* **PASSAGE**
○ ○ ○ ○ ○ ○ ○
Dragaera

Off topic - grammar question- hung jury

Tue Jun 22 19:29:54 PDT 2004


-----Original Message-----
From: Gomi no Sensei [mailto:gomi at speakeasy.net]
Sent: Tuesday, June 22, 2004 7:03 PM
To: Howard Brazee
Cc: Dragaera \(E-mail\)
Subject: RE: Off topic - grammar question


On Tue, 22 Jun 2004, Howard Brazee wrote:

> OK, pretend I said "case" instead of capitalization.  It was pretty
obvious
> what I meant.

Yes, you mean that capitalising the letters in CD v. cd somehow make it
plural,
which is literally incomprehensible to me.

> > Using an apostrophe-s to
> > indicate a plural is neither old nor well established,

> Is too.    (your turn)

As the claimant, I should think providing some scintilla of evidence rather
relies on you.

> > and mere
> > commonality of usage is not some sort of lapis philosophorum that
> > renders the incorrect correct.
>
> But dictionaries do list such.

Um, so? I hope you don't mean to say that because a usage is in a
dictionary, it
is therefore correct.
○ ○ ○ ○ ○ ○ ○
* **RECORDS SHOWN**
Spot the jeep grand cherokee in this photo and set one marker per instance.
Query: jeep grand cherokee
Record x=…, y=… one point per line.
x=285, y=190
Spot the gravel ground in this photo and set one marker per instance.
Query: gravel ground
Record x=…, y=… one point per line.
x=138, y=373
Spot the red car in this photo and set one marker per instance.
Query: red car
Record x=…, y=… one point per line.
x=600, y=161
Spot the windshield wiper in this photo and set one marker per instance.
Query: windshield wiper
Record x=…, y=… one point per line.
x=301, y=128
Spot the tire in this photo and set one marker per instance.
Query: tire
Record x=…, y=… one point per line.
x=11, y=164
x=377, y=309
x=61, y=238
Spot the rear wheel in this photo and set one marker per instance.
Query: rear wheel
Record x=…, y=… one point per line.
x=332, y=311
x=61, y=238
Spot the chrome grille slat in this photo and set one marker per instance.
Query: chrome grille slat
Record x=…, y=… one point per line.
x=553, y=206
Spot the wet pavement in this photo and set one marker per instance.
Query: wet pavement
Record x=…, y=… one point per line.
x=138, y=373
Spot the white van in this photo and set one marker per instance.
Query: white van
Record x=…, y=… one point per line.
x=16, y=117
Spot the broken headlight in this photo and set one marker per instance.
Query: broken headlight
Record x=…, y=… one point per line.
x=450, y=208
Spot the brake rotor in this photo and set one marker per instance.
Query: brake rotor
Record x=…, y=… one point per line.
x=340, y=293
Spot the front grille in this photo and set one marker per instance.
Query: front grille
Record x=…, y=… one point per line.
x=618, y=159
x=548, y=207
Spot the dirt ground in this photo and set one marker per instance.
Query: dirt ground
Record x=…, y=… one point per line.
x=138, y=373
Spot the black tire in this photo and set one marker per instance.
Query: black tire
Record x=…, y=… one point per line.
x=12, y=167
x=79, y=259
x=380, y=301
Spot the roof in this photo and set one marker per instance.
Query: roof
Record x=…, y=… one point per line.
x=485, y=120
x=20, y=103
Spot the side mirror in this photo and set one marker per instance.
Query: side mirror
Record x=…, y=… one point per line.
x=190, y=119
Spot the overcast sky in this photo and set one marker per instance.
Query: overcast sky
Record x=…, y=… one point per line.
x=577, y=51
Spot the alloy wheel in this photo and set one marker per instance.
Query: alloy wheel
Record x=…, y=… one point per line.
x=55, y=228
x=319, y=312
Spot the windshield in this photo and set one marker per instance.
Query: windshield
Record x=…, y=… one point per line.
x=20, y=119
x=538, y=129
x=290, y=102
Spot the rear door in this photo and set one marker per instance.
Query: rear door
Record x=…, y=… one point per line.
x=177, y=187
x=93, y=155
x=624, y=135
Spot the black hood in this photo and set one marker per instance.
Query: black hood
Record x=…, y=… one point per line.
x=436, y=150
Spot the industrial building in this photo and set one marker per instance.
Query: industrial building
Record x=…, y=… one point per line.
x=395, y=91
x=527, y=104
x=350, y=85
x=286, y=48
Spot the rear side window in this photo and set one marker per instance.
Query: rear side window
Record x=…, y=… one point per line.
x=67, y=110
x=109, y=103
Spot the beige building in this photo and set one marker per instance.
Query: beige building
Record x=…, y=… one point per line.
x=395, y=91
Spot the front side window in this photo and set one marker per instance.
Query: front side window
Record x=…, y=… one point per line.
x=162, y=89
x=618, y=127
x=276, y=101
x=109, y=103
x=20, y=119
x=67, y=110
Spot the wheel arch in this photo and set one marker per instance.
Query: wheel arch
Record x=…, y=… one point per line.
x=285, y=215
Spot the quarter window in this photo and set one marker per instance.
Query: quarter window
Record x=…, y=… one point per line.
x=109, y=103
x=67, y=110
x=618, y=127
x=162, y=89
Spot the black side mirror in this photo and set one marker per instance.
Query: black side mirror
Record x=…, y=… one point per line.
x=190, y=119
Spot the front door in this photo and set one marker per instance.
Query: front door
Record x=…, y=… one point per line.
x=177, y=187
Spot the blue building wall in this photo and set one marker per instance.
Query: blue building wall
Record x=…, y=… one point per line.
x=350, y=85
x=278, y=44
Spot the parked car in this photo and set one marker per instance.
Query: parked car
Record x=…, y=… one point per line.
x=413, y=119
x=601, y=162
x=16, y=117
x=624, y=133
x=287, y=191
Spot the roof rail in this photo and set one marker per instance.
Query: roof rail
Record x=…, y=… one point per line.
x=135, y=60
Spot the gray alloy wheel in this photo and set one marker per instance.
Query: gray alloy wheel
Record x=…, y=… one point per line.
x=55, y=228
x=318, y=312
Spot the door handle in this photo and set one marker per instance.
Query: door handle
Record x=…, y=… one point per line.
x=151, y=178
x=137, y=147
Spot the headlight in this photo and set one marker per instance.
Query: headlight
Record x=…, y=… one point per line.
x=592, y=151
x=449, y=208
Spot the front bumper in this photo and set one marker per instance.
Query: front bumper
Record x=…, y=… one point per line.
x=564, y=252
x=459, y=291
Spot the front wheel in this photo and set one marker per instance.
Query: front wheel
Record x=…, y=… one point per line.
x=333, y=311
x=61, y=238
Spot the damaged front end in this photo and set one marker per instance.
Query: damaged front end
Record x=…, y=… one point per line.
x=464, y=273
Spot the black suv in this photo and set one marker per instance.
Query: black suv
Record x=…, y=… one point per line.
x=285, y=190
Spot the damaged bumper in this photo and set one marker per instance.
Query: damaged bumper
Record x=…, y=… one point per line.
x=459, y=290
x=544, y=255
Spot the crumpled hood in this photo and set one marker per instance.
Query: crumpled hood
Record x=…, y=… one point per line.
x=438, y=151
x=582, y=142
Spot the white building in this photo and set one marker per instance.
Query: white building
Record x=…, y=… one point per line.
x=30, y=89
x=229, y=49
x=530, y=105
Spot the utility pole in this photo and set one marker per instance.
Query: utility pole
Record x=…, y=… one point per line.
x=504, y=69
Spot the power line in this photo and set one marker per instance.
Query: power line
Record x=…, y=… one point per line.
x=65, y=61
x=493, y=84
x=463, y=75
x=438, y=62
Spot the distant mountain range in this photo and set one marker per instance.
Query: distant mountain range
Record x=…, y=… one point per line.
○ ○ ○ ○ ○ ○ ○
* **EXERCISE OBJECTIVE**
Carry on the mailing-list argument about using an apostrophe-s to form plurals, starting after its last line.

* **THE ANSWER**
pe

  Here is another reference.  Note that it says that not *all* authorities
agree on this.  warbi

Apostrophes with Italicized or Underlined Items

Letters, numbers, symbols, and words used as themselves are italicized or
underlined. See Underlining or Italicizing Items that Name Themselves for
more on this.


When these items are made plural, the plural is shown by adding apostrophe s
to the underlined or italicized item. The apostrophe and s are not
italicized or underlined.


Acronyms are also made plural by adding apostrophe s. Some authorities do
not recognize this rule.


These two instances are the only times in English when adding an apostrophe
plus s makes something plural.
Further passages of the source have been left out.